» **What you need to do**
Retype the passage about Babylonian mathematical cuneiform texts word for word, in full.

» **Passage**
+---+

Focussing on the big picture, Friberg explores in this book several Late Babylonian arithmetical and metro-mathematical table texts from the sites of Babylon, Uruk and Sippar, collections of mathematical exercises from four Old Babylonian sites, as well as a new text from Early Dynastic/Early Sargonic Umma, which is the oldest known collection of mathematical exercises. A table of reciprocals from the end of the third millennium BC, differing radically from well-documented but younger tables of reciprocals from the Neo-Sumerian and Old-Babylonian periods, as well as a fragment of a Neo-Sumerian clay tablet showing a new type of a labyrinth are also discussed. The material is presented in the form of photos, hand copies, transliterations and translations, accompanied by exhaustive explanations. The previously unpublished mathematical cuneiform texts presented in this book were discovered by Farouk Al-Rawi, who also made numerous beautiful hand copies of most of the clay tablets.

+---+

» **Collected material**
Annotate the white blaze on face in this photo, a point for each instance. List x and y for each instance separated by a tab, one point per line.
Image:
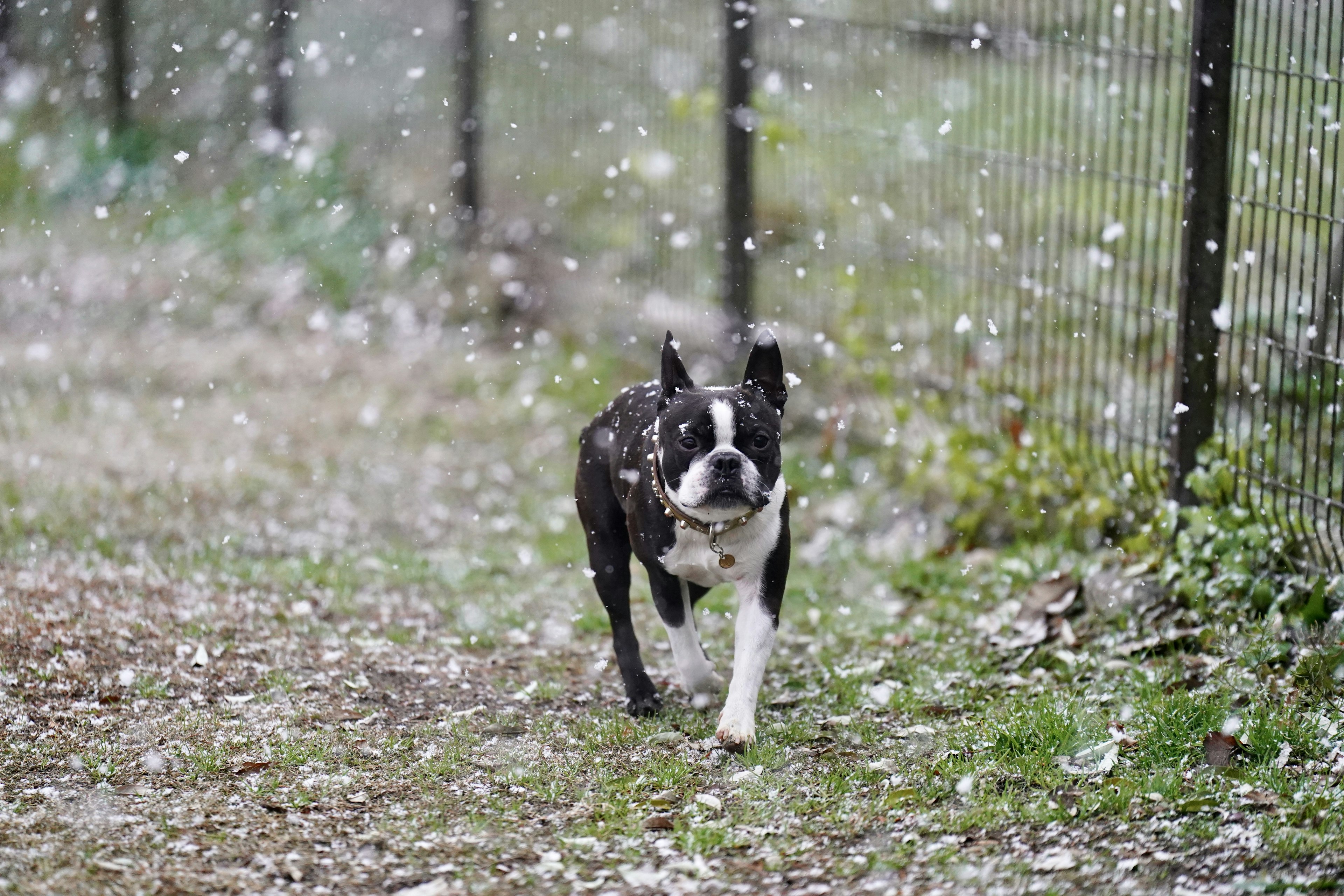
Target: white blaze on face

+---+

» **Written solution**
Focussing on the big picture, Friberg explores in this book several Late Babylonian arithmetical and metro-mathematical table texts from the sites of Babylon, Uruk and Sippar, collections of mathematical exercises from four Old Babylonian sites, as well as a new text from Early Dynastic/Early Sargonic Umma, which is the oldest known collection of mathematical exercises. A table of reciprocals from the end of the third millennium BC, differing radically from well-documented but younger tables of reciprocals from the Neo-Sumerian and Old-Babylonian periods, as well as a fragment of a Neo-Sumerian clay tablet showing a new type of a labyrinth are also discussed. The material is presented in the form of photos, hand copies, transliterations and translations, accompanied by exhaustive explanations. The previously unpublished mathematical cuneiform texts presented in this book were discovered by Farouk Al-Rawi, who also made numerous beautiful hand copies of most of the clay tablets.